TASKS TO CARRY OUT:
- a) Copy the passage about Nin Andrews word for word, starting at "Nin Andrews grew" and stopping after "Is a Woman.".
- b) In the passage about Nin Andrews, what school awarded her MFA?
- c) Continue the passage about Nin Andrews from its final line.

PROVIDED PASSAGE:
----

Nin Andrews grew up on a farm in Charlottesville, Virginia. She received her BA from Hamilton College and her MFA from Vermont College. Her poems and stories have appeared in many literary journals and anthologies including Agni, Ploughshares, and Best American Poetry. The recipient of two Ohio Arts Council grants, she is the author of many books including The Book of Orgasms, Southern Comfort, and Why God Is a Woman.
"In intimate, braided lyrics, one of America's premier prose poets
delves beneath the surface of a southern childhood in the late 50's
and early 1960's with its sweet tea, manicured lawns, and
thoroughbred horses to release "a dark scream" of racism and class
division. The child-speakers of Miss August grope through strange
yet achingly familiar landscapes, coming to grips with gray ghosts
and unparsed truths, terrible forgetting and toxic remembering
which comprise the tragic legacy of "The War of Northern
Aggression." With incisive wit and deep compassion, Nin Andrews
demonstrates once again that "the past is never dead, it's not even
past." Now more than ever, Miss August is a book we need."--Philip
Brady (1/1/2017 12:00:00 AM)

----

GIVEN ENTRIES:
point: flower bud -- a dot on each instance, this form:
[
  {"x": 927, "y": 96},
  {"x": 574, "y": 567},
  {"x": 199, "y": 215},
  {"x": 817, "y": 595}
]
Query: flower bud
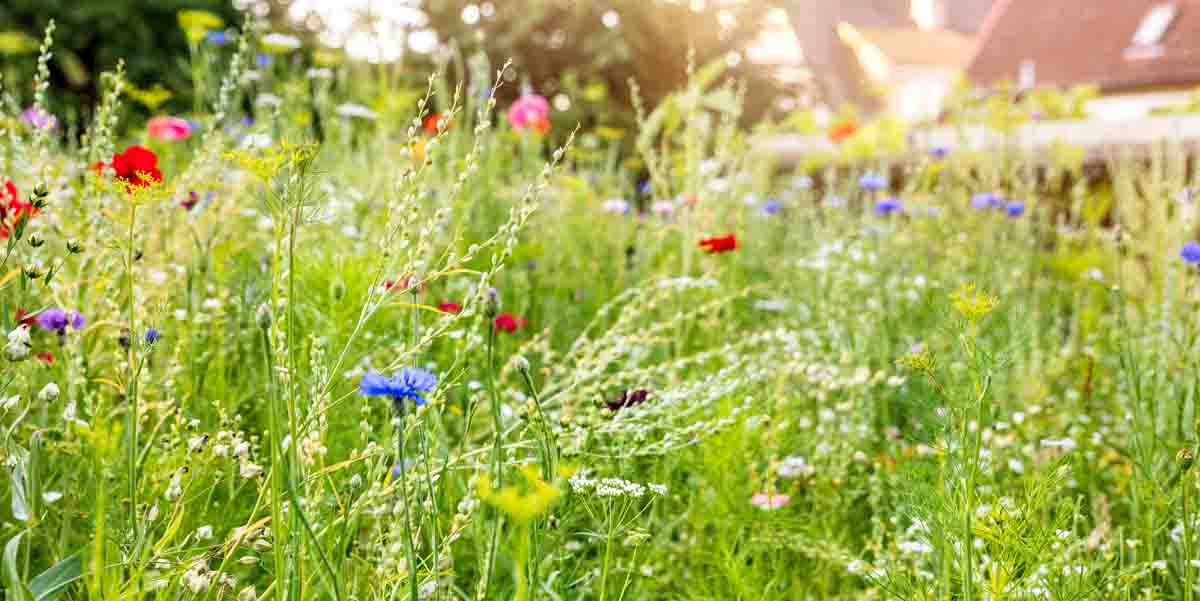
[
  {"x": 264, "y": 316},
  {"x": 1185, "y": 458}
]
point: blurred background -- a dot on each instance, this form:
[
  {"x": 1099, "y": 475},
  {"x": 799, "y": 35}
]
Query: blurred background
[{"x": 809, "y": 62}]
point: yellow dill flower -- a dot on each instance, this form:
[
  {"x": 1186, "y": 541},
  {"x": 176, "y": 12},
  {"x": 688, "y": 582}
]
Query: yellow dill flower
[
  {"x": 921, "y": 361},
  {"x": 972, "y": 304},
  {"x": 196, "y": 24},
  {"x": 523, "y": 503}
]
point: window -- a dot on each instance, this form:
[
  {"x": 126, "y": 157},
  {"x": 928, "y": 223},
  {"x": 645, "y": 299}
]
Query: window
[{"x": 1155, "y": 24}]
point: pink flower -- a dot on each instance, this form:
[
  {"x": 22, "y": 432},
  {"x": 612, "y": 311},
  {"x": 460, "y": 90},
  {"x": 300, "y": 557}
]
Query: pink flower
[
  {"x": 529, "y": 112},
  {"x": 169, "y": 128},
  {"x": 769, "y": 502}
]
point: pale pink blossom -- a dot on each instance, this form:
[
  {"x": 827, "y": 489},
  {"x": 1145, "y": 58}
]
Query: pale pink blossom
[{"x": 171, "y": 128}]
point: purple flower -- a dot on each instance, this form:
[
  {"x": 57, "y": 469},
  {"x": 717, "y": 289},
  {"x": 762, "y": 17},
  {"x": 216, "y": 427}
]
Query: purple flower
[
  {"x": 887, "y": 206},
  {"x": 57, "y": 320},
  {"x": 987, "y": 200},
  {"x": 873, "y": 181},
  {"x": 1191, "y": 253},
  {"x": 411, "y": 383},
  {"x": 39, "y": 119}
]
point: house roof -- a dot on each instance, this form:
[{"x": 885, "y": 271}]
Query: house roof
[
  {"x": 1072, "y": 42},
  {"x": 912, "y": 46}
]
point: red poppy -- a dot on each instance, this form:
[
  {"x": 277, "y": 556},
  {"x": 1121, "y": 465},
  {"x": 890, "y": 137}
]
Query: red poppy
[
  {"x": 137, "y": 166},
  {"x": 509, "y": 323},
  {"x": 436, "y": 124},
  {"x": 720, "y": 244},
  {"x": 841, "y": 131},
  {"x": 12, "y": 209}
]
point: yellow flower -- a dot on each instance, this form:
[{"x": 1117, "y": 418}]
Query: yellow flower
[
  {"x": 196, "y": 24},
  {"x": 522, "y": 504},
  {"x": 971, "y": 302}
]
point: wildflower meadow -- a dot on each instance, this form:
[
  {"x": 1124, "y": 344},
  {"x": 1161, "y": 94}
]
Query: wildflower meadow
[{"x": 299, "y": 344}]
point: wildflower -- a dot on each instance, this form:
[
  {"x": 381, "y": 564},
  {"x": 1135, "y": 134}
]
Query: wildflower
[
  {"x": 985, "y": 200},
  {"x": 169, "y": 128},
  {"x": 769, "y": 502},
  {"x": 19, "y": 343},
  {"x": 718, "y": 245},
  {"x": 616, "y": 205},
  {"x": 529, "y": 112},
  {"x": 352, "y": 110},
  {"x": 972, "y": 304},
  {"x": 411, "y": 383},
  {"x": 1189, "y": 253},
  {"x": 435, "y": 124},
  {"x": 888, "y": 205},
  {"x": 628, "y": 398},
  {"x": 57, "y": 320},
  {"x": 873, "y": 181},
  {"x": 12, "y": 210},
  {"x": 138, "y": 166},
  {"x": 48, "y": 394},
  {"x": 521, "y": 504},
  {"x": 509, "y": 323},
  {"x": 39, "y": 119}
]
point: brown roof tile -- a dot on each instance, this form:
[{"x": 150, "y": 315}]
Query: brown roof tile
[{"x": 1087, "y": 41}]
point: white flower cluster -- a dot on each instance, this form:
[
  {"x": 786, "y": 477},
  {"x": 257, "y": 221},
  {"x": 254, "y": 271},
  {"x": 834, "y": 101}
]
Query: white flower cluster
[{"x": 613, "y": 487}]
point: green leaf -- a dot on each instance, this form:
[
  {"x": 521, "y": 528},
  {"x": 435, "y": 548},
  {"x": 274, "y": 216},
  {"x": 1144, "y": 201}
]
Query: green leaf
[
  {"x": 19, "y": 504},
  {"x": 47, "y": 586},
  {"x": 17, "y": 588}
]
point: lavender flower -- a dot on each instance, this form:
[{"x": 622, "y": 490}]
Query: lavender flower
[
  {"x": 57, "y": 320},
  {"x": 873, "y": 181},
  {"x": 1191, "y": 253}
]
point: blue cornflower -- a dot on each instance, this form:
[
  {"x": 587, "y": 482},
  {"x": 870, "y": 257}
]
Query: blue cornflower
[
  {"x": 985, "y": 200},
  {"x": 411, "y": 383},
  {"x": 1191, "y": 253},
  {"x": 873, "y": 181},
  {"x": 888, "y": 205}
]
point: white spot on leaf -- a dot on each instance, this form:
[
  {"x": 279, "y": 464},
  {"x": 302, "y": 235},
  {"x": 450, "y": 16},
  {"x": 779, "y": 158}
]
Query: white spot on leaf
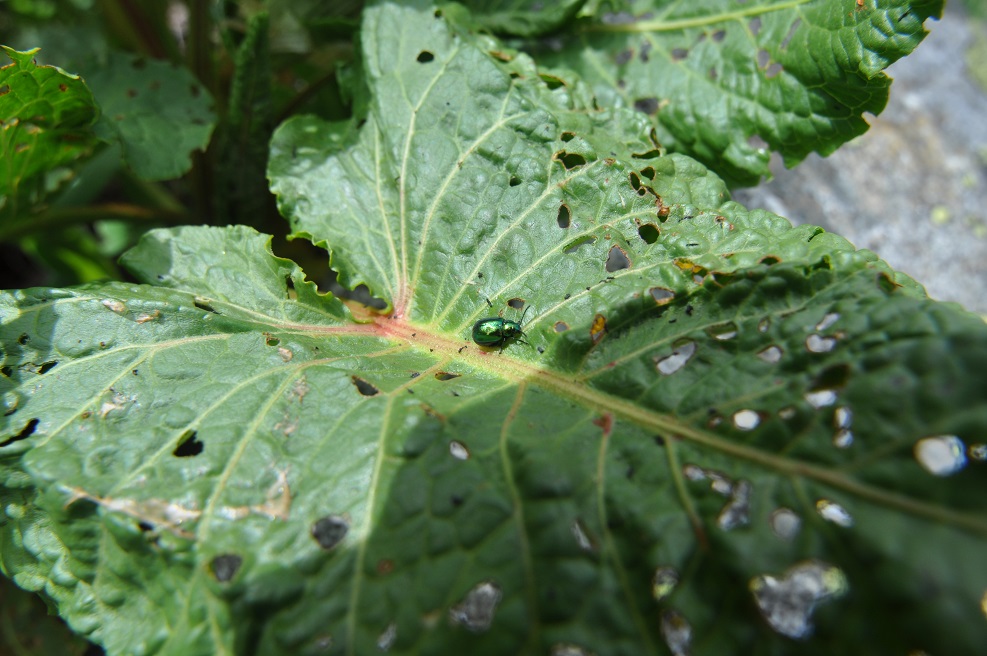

----

RESPONSE LIST:
- a)
Nin Andrews grew up on a farm in Charlottesville, Virginia. She received her BA from Hamilton College and her MFA from Vermont College. Her poems and stories have appeared in many literary journals and anthologies including Agni, Ploughshares, and Best American Poetry. The recipient of two Ohio Arts Council grants, she is the author of many books including The Book of Orgasms, Southern Comfort, and Why God Is a Woman.

- b) Vermont College

- c)
"In Miss August, Nin Andrews reminds us that poets tell the
terrible stories, the ones we'd much rather ignore or sweep under
the rug. Nin doesn't shy away from past. In this extraordinary book
of prose poems, she is at her best, opening the door to childhood
to examine life in the desegregated South in the late '50's. Her
poems--about race, class, childhood, place--are complicated, never
simple, but always engaging, always coming from a place of love. As
Nin says, "racism is like arsenic--you can become de-sensitized to
it when you've sipped it over time." Here there is black, white,
and every shade of gray in between. Here Nin shines a light on a
difficult time our collective history."--January Gill O'Neil
(1/1/2017 12:00:00 AM)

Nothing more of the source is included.